_Goal_
Render each line of the material below as a JSON list of strings, one string per line, with blank lines skipped and the pictures left out.

_Entries shown_
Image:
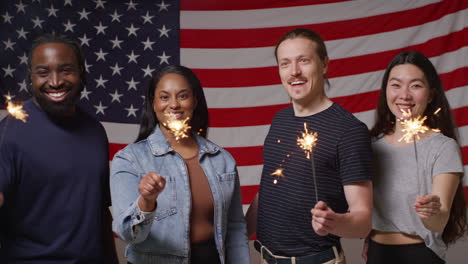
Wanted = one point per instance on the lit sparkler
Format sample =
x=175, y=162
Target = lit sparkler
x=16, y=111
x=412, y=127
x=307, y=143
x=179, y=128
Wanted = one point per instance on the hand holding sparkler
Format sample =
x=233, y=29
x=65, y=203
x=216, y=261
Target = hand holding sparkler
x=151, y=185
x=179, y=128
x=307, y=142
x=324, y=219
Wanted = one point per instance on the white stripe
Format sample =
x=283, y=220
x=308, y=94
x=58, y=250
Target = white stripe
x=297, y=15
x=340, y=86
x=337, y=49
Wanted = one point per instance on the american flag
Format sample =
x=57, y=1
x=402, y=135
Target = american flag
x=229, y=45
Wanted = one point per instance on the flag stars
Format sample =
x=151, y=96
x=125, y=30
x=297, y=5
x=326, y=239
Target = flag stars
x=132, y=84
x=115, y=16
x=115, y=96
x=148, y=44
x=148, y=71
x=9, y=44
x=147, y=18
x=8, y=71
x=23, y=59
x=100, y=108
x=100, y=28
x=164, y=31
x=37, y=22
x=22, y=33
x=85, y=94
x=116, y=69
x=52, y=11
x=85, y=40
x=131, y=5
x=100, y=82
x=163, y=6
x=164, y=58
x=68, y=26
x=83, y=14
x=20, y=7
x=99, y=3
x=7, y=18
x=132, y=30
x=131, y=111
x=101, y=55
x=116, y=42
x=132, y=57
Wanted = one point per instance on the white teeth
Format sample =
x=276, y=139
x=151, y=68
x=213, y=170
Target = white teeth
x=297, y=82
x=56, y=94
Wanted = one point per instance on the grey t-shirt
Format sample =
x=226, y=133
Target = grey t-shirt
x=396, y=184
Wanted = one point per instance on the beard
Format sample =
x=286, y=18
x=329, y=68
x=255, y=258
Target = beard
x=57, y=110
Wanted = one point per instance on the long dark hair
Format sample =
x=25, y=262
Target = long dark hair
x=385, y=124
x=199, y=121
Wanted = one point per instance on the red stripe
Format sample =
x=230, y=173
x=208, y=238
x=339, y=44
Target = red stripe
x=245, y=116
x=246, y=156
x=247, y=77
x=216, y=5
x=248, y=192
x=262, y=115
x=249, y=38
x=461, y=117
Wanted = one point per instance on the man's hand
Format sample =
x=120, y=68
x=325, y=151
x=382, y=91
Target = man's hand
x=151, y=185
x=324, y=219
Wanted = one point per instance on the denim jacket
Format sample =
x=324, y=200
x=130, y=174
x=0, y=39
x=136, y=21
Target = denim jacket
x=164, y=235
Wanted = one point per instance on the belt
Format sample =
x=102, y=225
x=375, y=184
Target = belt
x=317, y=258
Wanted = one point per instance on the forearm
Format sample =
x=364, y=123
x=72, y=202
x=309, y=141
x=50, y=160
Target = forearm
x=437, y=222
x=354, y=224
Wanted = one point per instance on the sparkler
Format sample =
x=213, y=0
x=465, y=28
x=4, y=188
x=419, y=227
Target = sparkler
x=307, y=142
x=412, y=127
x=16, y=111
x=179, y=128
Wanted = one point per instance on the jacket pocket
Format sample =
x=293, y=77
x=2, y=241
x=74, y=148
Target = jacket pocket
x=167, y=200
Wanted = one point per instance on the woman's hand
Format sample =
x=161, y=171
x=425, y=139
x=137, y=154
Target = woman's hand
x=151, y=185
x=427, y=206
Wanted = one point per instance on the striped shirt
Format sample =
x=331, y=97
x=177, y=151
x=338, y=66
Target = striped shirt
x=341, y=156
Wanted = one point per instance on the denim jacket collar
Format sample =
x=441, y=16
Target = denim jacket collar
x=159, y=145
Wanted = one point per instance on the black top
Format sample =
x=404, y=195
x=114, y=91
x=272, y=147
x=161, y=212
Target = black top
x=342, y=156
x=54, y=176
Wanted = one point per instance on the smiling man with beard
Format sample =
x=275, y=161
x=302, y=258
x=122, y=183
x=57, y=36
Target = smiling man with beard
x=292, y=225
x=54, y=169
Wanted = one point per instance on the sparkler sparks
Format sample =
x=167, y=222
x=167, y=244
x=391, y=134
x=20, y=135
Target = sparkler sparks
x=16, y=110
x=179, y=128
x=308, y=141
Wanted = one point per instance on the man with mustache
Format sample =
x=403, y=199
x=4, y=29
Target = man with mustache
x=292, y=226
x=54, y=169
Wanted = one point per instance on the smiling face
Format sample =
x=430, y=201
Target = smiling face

_Solution for this exercise_
[
  "Image:",
  "Wanted = one point per instance on the lit sparkler",
  "Format sample =",
  "x=175, y=162",
  "Target = lit sparkler",
  "x=16, y=111",
  "x=412, y=127",
  "x=307, y=143",
  "x=179, y=128",
  "Wanted = one point per instance on the hand holding sparkler",
  "Format sample =",
  "x=233, y=29",
  "x=65, y=203",
  "x=216, y=261",
  "Target = hand holding sparkler",
  "x=151, y=185",
  "x=179, y=128",
  "x=307, y=142",
  "x=324, y=219",
  "Wanted = one point per instance on the white stripe",
  "Format sample =",
  "x=283, y=220",
  "x=308, y=94",
  "x=58, y=250",
  "Target = white stripe",
  "x=297, y=15",
  "x=340, y=86",
  "x=337, y=49",
  "Wanted = one point per instance on the american flag",
  "Format sample =",
  "x=57, y=1",
  "x=402, y=135",
  "Target = american flag",
  "x=229, y=45",
  "Wanted = one point per instance on the flag stars",
  "Format sample =",
  "x=151, y=96",
  "x=125, y=30",
  "x=297, y=5",
  "x=326, y=239",
  "Target = flag stars",
  "x=132, y=84",
  "x=115, y=16",
  "x=115, y=96",
  "x=148, y=44",
  "x=148, y=71",
  "x=9, y=44",
  "x=147, y=18",
  "x=8, y=71",
  "x=23, y=59",
  "x=100, y=108",
  "x=100, y=28",
  "x=164, y=31",
  "x=37, y=22",
  "x=22, y=33",
  "x=85, y=94",
  "x=116, y=69",
  "x=52, y=11",
  "x=85, y=40",
  "x=131, y=5",
  "x=100, y=82",
  "x=163, y=6",
  "x=164, y=58",
  "x=68, y=26",
  "x=83, y=14",
  "x=20, y=7",
  "x=99, y=3",
  "x=7, y=18",
  "x=132, y=30",
  "x=131, y=111",
  "x=101, y=55",
  "x=116, y=42",
  "x=132, y=57",
  "Wanted = one point per instance on the white teeth",
  "Format sample =",
  "x=276, y=139",
  "x=151, y=68",
  "x=213, y=170",
  "Target = white teeth",
  "x=297, y=82",
  "x=56, y=94",
  "Wanted = one point per instance on the grey t-shirt",
  "Format sample =",
  "x=226, y=133",
  "Target = grey t-shirt",
  "x=396, y=184",
  "Wanted = one point per instance on the beard",
  "Format sample =",
  "x=286, y=18",
  "x=329, y=68",
  "x=255, y=258",
  "Target = beard",
  "x=57, y=110",
  "Wanted = one point per instance on the long dark hair",
  "Format sample =",
  "x=25, y=262",
  "Target = long dark hair",
  "x=385, y=124",
  "x=199, y=121",
  "Wanted = one point per instance on the red stripe",
  "Format sample =",
  "x=230, y=173",
  "x=208, y=238",
  "x=339, y=44",
  "Target = red stripe",
  "x=245, y=116",
  "x=246, y=156",
  "x=247, y=77",
  "x=216, y=5",
  "x=248, y=192",
  "x=262, y=115",
  "x=249, y=38",
  "x=461, y=117",
  "Wanted = one point per instance on the man's hand",
  "Format sample =",
  "x=120, y=68",
  "x=325, y=151",
  "x=382, y=91",
  "Target = man's hand",
  "x=151, y=185",
  "x=324, y=219",
  "Wanted = one point per instance on the denim jacket",
  "Format sample =",
  "x=324, y=200",
  "x=130, y=174",
  "x=0, y=39",
  "x=136, y=21",
  "Target = denim jacket",
  "x=164, y=235",
  "Wanted = one point per instance on the belt",
  "Format sample =",
  "x=102, y=225",
  "x=375, y=184",
  "Target = belt",
  "x=317, y=258",
  "Wanted = one point per instance on the forearm",
  "Format sample =",
  "x=364, y=123",
  "x=72, y=202",
  "x=309, y=141",
  "x=50, y=160",
  "Target = forearm",
  "x=437, y=222",
  "x=354, y=224",
  "Wanted = one point per instance on the sparkler",
  "Format sample =",
  "x=213, y=0",
  "x=465, y=28",
  "x=4, y=188",
  "x=419, y=227",
  "Target = sparkler",
  "x=307, y=142",
  "x=412, y=127",
  "x=16, y=111",
  "x=179, y=128",
  "Wanted = one point per instance on the jacket pocket",
  "Format sample =",
  "x=293, y=77",
  "x=2, y=241",
  "x=74, y=148",
  "Target = jacket pocket",
  "x=167, y=200",
  "Wanted = one point per instance on the woman's hand",
  "Format sample =",
  "x=161, y=171",
  "x=425, y=139",
  "x=137, y=154",
  "Target = woman's hand",
  "x=151, y=185",
  "x=427, y=206",
  "Wanted = one point per instance on the striped shirt",
  "Format sample =",
  "x=331, y=97",
  "x=177, y=151",
  "x=338, y=66",
  "Target = striped shirt",
  "x=341, y=156",
  "Wanted = one point per instance on the denim jacket collar",
  "Format sample =",
  "x=441, y=16",
  "Target = denim jacket collar",
  "x=159, y=145",
  "Wanted = one point per instance on the black top",
  "Format sample =",
  "x=404, y=195",
  "x=114, y=91",
  "x=272, y=147",
  "x=161, y=212",
  "Target = black top",
  "x=342, y=156",
  "x=54, y=176",
  "Wanted = one point per instance on the smiling man with beard",
  "Format sample =",
  "x=275, y=161",
  "x=302, y=258",
  "x=122, y=183",
  "x=57, y=36",
  "Target = smiling man with beard",
  "x=292, y=225",
  "x=54, y=169",
  "Wanted = one point per instance on the sparkler sparks",
  "Format sample =",
  "x=167, y=222",
  "x=167, y=244",
  "x=391, y=134",
  "x=20, y=135",
  "Target = sparkler sparks",
  "x=16, y=110",
  "x=179, y=128",
  "x=308, y=141",
  "Wanted = one point per instance on the man with mustache",
  "Format sample =",
  "x=403, y=199",
  "x=4, y=29",
  "Target = man with mustache",
  "x=292, y=226",
  "x=54, y=169",
  "Wanted = one point per instance on the smiling face",
  "Format sample =",
  "x=430, y=201",
  "Target = smiling face"
]